== INPUT MATERIAL ==
- - -
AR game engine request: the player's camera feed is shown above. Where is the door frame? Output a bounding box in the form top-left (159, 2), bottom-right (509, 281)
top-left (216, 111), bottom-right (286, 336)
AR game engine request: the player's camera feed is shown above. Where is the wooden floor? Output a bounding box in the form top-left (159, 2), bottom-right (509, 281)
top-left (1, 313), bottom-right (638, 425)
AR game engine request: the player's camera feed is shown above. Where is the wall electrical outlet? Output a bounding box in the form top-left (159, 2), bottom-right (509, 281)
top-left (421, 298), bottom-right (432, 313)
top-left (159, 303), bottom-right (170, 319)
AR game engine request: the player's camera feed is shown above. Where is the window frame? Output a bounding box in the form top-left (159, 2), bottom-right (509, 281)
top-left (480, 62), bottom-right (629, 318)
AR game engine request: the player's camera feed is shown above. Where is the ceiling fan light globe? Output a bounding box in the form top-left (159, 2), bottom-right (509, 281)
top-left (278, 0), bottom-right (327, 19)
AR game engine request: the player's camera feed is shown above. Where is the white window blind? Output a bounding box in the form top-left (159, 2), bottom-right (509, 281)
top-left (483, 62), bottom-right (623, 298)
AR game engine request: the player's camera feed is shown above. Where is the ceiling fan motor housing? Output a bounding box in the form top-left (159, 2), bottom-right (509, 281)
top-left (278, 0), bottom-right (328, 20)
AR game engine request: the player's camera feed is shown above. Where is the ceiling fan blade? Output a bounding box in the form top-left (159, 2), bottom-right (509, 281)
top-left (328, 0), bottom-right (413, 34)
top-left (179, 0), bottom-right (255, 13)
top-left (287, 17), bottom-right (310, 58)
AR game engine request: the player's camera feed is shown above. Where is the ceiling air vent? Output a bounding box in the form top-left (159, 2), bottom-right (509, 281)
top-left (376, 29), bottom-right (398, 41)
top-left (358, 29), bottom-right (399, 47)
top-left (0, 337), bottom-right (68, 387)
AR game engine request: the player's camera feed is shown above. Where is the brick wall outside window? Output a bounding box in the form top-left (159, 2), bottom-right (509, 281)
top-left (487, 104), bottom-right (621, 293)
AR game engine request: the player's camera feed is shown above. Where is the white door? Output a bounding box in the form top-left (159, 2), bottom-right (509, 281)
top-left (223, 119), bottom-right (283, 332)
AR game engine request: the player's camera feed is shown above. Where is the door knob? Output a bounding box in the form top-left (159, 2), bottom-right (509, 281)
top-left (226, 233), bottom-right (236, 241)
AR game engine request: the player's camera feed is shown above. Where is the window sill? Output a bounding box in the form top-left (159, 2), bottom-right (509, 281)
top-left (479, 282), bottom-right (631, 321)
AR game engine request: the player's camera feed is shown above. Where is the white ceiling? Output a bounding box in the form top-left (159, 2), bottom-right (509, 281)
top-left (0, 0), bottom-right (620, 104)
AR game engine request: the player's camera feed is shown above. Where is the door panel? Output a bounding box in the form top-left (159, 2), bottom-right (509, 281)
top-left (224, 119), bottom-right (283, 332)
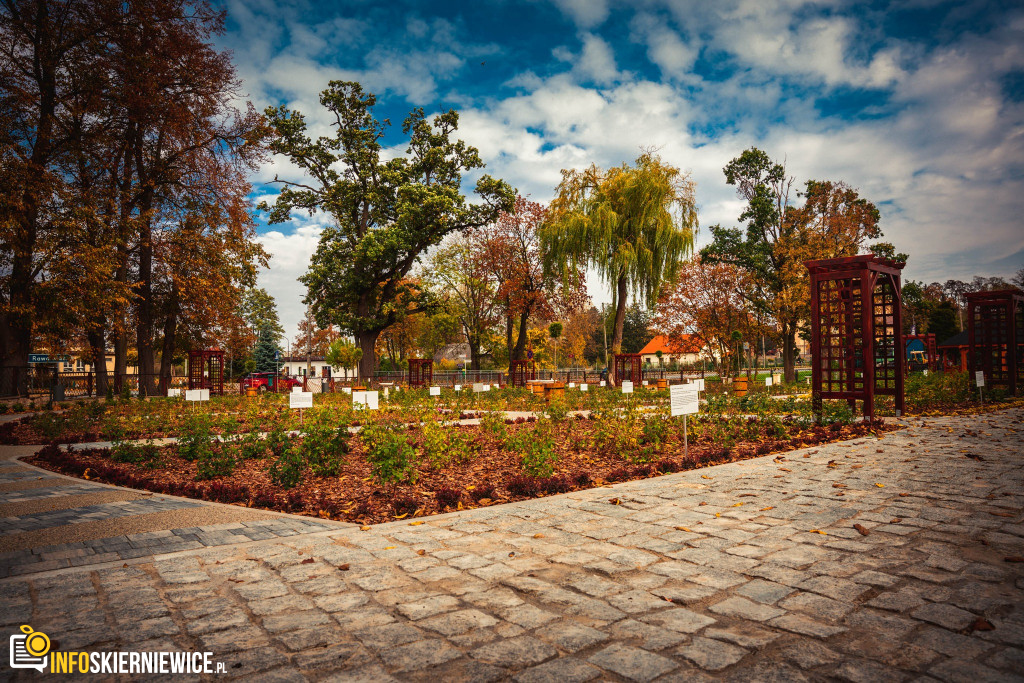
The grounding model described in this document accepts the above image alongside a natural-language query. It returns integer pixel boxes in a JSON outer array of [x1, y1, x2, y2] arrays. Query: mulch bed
[[27, 417, 895, 525]]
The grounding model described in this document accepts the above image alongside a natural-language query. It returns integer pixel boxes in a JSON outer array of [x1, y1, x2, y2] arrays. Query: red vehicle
[[242, 372, 301, 393]]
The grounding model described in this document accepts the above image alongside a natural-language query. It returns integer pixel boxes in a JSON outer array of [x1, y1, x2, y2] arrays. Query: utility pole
[[603, 304, 609, 369]]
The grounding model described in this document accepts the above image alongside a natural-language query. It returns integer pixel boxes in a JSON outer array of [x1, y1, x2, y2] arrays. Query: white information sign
[[365, 391, 379, 410], [454, 384, 462, 391], [352, 391, 366, 408], [765, 376, 773, 387], [621, 381, 633, 394], [568, 382, 576, 388], [473, 383, 485, 393], [292, 386, 302, 393], [599, 380, 606, 387], [342, 387, 352, 394], [642, 380, 648, 386], [580, 383, 588, 392], [695, 379, 705, 392], [429, 386, 441, 396], [166, 388, 181, 398], [975, 371, 985, 387], [289, 391, 313, 409], [670, 383, 700, 416], [483, 384, 491, 392], [185, 389, 209, 402]]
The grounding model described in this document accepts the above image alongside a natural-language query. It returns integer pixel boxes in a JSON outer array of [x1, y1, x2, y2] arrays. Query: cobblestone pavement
[[0, 450, 341, 577], [2, 409, 1023, 681]]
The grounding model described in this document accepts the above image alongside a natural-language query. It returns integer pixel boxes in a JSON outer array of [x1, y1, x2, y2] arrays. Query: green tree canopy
[[261, 81, 515, 379], [239, 288, 285, 346], [540, 152, 697, 382], [252, 324, 281, 374], [325, 338, 363, 374]]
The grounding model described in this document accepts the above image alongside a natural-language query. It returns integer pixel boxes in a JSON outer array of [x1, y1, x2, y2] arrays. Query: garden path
[[1, 409, 1022, 681]]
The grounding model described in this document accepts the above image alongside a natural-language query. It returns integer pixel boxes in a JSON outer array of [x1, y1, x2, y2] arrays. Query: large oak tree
[[263, 81, 514, 380]]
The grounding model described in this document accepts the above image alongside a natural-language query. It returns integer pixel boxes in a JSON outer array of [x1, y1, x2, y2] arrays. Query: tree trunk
[[356, 330, 378, 382], [505, 312, 514, 363], [512, 311, 530, 361], [783, 320, 797, 384], [88, 329, 108, 397], [468, 334, 481, 372], [135, 193, 157, 396], [158, 285, 179, 393], [608, 275, 628, 386]]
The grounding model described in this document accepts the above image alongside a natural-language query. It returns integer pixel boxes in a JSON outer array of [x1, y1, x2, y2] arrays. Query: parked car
[[242, 372, 301, 393]]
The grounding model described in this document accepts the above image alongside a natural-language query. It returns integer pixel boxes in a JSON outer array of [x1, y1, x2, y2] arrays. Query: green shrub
[[299, 413, 349, 478], [237, 430, 266, 460], [178, 414, 214, 462], [270, 444, 305, 488], [362, 422, 418, 486], [517, 422, 559, 478], [479, 411, 507, 439], [196, 445, 235, 480], [111, 439, 162, 468], [545, 400, 570, 423]]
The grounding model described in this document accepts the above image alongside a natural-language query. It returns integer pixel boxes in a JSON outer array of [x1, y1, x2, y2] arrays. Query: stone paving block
[[354, 622, 424, 650], [499, 604, 559, 629], [780, 640, 842, 669], [927, 659, 1009, 683], [736, 578, 794, 604], [607, 589, 673, 614], [396, 594, 461, 620], [768, 614, 847, 638], [534, 621, 609, 653], [911, 603, 978, 631], [514, 657, 601, 683], [912, 627, 995, 659], [676, 636, 748, 671], [611, 619, 688, 651], [703, 625, 780, 649], [797, 575, 871, 601], [640, 607, 716, 634], [472, 635, 558, 668], [587, 643, 678, 682], [832, 658, 908, 683], [779, 591, 854, 621], [709, 596, 785, 622], [419, 609, 499, 636], [262, 609, 331, 633]]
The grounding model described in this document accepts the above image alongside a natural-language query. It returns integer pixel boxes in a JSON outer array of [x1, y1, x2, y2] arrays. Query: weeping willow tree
[[540, 152, 697, 382]]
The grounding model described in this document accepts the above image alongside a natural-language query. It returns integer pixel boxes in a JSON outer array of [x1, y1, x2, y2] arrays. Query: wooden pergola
[[187, 349, 225, 395], [967, 289, 1023, 396], [806, 255, 905, 420], [613, 353, 642, 386], [509, 359, 535, 388], [408, 358, 433, 387]]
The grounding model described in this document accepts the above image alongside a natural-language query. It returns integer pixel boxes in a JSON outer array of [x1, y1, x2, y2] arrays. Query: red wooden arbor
[[187, 349, 225, 395], [904, 333, 939, 373], [806, 255, 905, 420], [408, 358, 433, 387], [613, 353, 642, 386], [509, 359, 535, 387], [966, 290, 1023, 396]]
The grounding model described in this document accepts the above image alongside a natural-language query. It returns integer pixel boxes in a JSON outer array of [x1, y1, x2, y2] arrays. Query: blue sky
[[217, 0, 1024, 340]]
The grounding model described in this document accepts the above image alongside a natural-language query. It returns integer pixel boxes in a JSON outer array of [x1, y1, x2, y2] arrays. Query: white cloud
[[255, 220, 326, 343], [547, 0, 609, 29]]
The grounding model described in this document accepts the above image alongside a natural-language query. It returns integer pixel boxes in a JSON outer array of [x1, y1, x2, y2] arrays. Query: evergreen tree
[[252, 325, 281, 374]]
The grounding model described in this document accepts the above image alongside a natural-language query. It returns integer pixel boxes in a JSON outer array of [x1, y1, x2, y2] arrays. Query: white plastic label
[[352, 391, 366, 408], [473, 383, 485, 393], [342, 387, 352, 394], [975, 371, 985, 387], [765, 377, 773, 387], [599, 380, 606, 387], [454, 384, 462, 391], [365, 391, 379, 410], [185, 389, 208, 402], [429, 386, 441, 396], [292, 386, 302, 393], [670, 383, 699, 416], [580, 384, 588, 392], [290, 391, 313, 409], [621, 381, 633, 394], [166, 388, 180, 398]]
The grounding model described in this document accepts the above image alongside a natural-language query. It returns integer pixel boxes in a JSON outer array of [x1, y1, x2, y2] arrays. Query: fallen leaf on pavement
[[854, 524, 870, 536], [300, 558, 315, 565]]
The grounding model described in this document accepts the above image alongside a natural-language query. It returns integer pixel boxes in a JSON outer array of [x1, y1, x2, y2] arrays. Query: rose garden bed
[[28, 412, 894, 525]]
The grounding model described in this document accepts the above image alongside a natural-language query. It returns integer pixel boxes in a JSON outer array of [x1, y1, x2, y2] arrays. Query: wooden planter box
[[656, 379, 668, 390], [544, 382, 565, 401]]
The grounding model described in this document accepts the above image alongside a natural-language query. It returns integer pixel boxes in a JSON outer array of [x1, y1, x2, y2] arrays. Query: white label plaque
[[365, 391, 379, 410], [473, 383, 485, 393], [765, 377, 773, 387], [580, 383, 588, 392], [670, 383, 699, 416], [290, 391, 313, 409], [166, 388, 181, 398], [429, 386, 441, 396], [621, 381, 633, 394], [185, 389, 208, 402], [975, 371, 985, 387]]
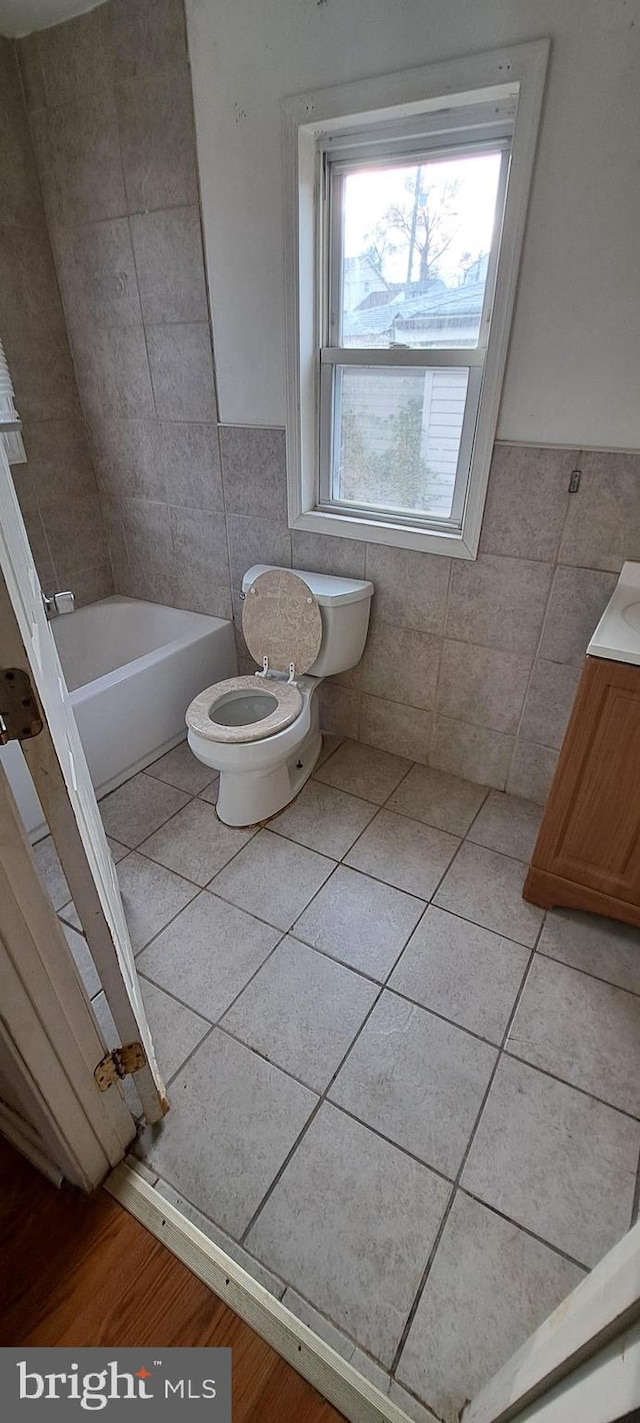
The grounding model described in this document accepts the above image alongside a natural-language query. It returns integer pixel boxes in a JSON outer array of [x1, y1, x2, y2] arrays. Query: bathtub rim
[[59, 596, 232, 701]]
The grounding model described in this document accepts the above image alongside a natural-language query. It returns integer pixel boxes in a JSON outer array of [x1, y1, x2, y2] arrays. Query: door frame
[[0, 763, 136, 1190]]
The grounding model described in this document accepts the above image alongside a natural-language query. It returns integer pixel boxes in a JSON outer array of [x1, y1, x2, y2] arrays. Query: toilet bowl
[[186, 565, 373, 827]]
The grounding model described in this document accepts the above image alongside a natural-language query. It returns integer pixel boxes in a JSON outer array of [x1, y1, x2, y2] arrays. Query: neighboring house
[[343, 257, 489, 349], [342, 254, 390, 315]]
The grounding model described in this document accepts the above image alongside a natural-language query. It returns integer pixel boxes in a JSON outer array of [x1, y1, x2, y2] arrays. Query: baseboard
[[105, 1162, 419, 1423]]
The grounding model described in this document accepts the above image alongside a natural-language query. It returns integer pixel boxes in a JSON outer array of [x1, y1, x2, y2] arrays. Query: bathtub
[[1, 596, 236, 841]]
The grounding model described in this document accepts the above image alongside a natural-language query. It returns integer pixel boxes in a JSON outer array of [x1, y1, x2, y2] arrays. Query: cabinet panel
[[529, 658, 640, 906]]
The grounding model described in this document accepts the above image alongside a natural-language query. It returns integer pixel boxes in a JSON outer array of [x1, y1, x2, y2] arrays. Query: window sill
[[290, 507, 478, 559]]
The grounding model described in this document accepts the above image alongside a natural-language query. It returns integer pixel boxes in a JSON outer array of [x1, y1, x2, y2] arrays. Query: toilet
[[186, 564, 373, 826]]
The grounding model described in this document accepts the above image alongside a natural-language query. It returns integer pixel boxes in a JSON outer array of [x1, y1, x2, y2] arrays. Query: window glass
[[339, 151, 503, 349], [333, 365, 470, 518]]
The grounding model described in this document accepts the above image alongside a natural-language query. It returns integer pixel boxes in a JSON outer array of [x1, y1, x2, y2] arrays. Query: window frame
[[282, 40, 550, 559]]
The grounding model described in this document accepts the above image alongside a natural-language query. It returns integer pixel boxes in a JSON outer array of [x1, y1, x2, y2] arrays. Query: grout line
[[162, 1022, 216, 1090], [505, 558, 559, 792], [535, 944, 640, 1000], [500, 1048, 640, 1124], [237, 972, 399, 1247], [426, 555, 454, 764], [143, 768, 219, 797], [455, 1185, 590, 1273], [389, 921, 543, 1378], [137, 920, 291, 1038]]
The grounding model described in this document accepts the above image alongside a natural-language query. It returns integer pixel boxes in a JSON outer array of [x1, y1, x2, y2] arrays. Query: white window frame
[[282, 41, 549, 559]]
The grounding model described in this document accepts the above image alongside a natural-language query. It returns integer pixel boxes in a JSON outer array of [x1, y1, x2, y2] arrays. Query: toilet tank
[[242, 564, 373, 676]]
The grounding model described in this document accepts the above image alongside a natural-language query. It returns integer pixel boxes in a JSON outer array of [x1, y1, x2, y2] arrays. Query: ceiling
[[0, 0, 100, 37]]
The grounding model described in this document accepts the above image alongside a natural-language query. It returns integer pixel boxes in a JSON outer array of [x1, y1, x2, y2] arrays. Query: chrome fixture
[[43, 590, 75, 619]]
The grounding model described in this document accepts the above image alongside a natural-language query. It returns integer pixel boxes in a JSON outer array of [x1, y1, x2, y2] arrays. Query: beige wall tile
- - -
== YOUR TASK ==
Output consists of exactly the lines from the one containing "Query: toilet tank" to the end of the records above, retyped without change and with nothing extra.

== TASK RESULT ==
The grounding model described in this document accepts the above image alongside a natural-language query. It returns integer pixel boxes in a JSON outer array of [x1, y1, x2, y2] arrays. Query: toilet tank
[[242, 564, 373, 676]]
The grounding model described in this document accepts the above image alongside a natural-language query. It returns integer pixel boxes in a JSON outer array of [x1, y1, x2, y2] arrays. Query: ceiling
[[0, 0, 100, 37]]
The grounding model described in this document accepts the above image alongside a natural-language query. It returns integer pixel boxes in a JSON outer array of [x1, y1, x2, y2] arrays. Query: chrome fixture
[[43, 590, 75, 619]]
The grounding model described in this document accepts the above image alongside a natural-language query. It returns integer pixel boxes in a JSON outer array of [x1, y1, x2, y2] arrays. Query: beige wall tile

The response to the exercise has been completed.